**Passage to read**
"""
Vertical Federated Learning with Missing Features During Training and Inference

Authors: Pedro Valdeira, Shiqiang Wang, Yuejie Chi

ICLR 2025 | Venue PDF | Archive PDF | Plain Text | LLM Run Details

Reproducibility Variable Result LLM Response
Research Type Experimental Numerical experiments show improved performance of LASER-VFL over the baselines. Remarkably, this is the case even in the absence of missing features. For example, for CIFAR-100, we see an improvement in accuracy of 19.3% when each of four feature blocks is observed with a probability of 0.5 and of 9.5% when all features are observed. The code for this work is available at https://github.com/Valdeira/LASER-VFL.
Researcher Affiliation Collaboration Pedro Valdeira Carnegie Mellon University & Instituto Superior T ecnico EMAIL Shiqiang Wang IBM Research EMAIL Yuejie Chi Carnegie Mellon University EMAIL
Pseudocode Yes Algorithm 1: LASER-VFL Training Algorithm 2: LASER-VFL Inference
Open Source Code Yes The code for this work is available at https://github.com/Valdeira/LASER-VFL.
Open Datasets Yes HAPT (Reyes-Ortiz et al., 2016): a human activity recognition dataset. Credit (Yeh & Lien, 2009): a dataset for predicting credit card payment defaults. MIMIC-IV (Johnson et al., 2020): a time series dataset concerning healthcare data. CIFAR-10 & CIFAR-100 (Krizhevsky et al., 2009): two popular image datasets.
"""
**Assigned task A**
From the reproducibility summary on vertical federated learning, list every dataset named in the Open Datasets entry.
**Assigned task B**
Write the next part of the reproducibility summary on vertical federated learning, picking up after its Open Datasets entry.

**Recorded information**
"""
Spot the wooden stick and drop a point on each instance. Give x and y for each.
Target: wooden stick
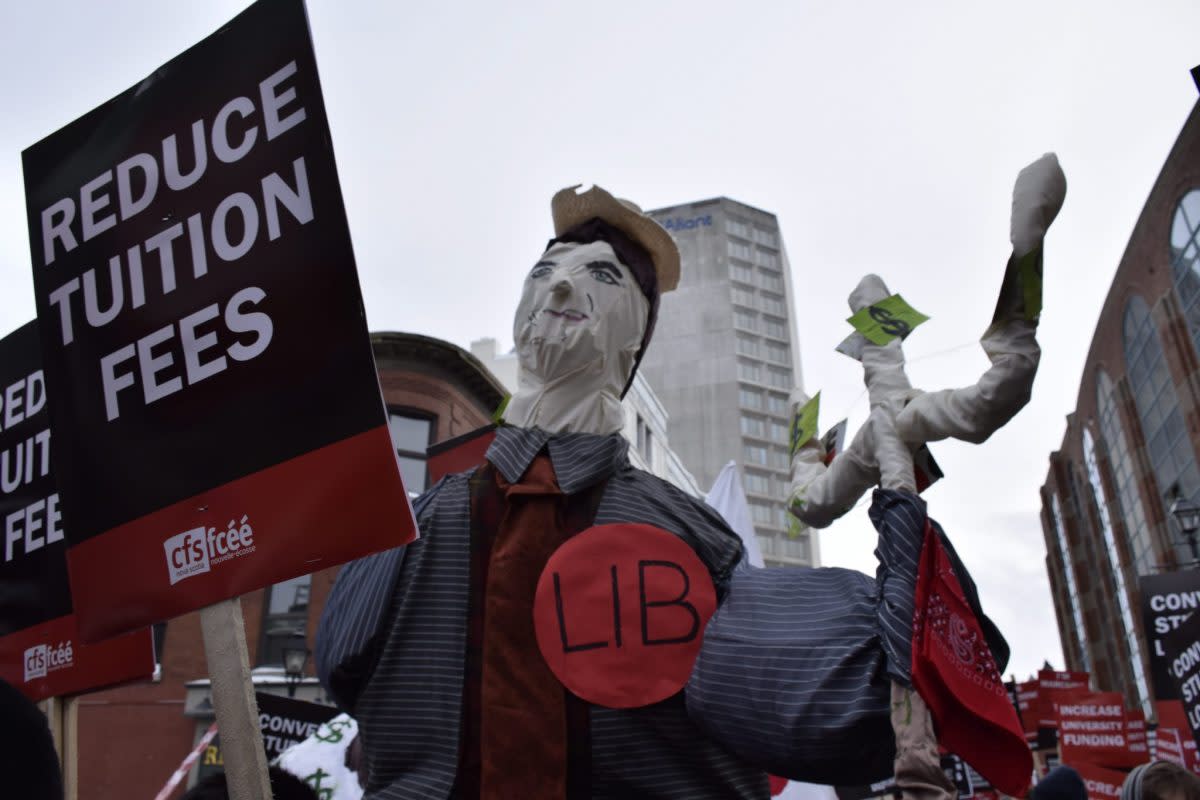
"""
**Written answer A**
HAPT, Credit, MIMIC-IV, CIFAR-10, CIFAR-100

**Written answer B**
Dataset Splits No The paper mentions splitting samples into K=4 feature blocks for datasets, but does not provide specific train/test/validation dataset splits (e.g., percentages, exact counts, or citations to predefined splits for training/evaluation sets).
Hardware Specification No The paper does not provide specific details about the hardware used for experiments, such as CPU or GPU models, or memory specifications.
Software Dependencies No The paper mentions models like MLPs, LSTM, and ResNets18, and refers to methods like Fed SVD, but does not specify any software libraries (e.g., PyTorch, TensorFlow) or their version numbers, which are crucial for reproducibility.
Experiment Setup No The paper does not provide specific experimental setup details such as learning rates, batch sizes, number of epochs, or optimizer configurations, which are essential hyperparameters for reproducing the results.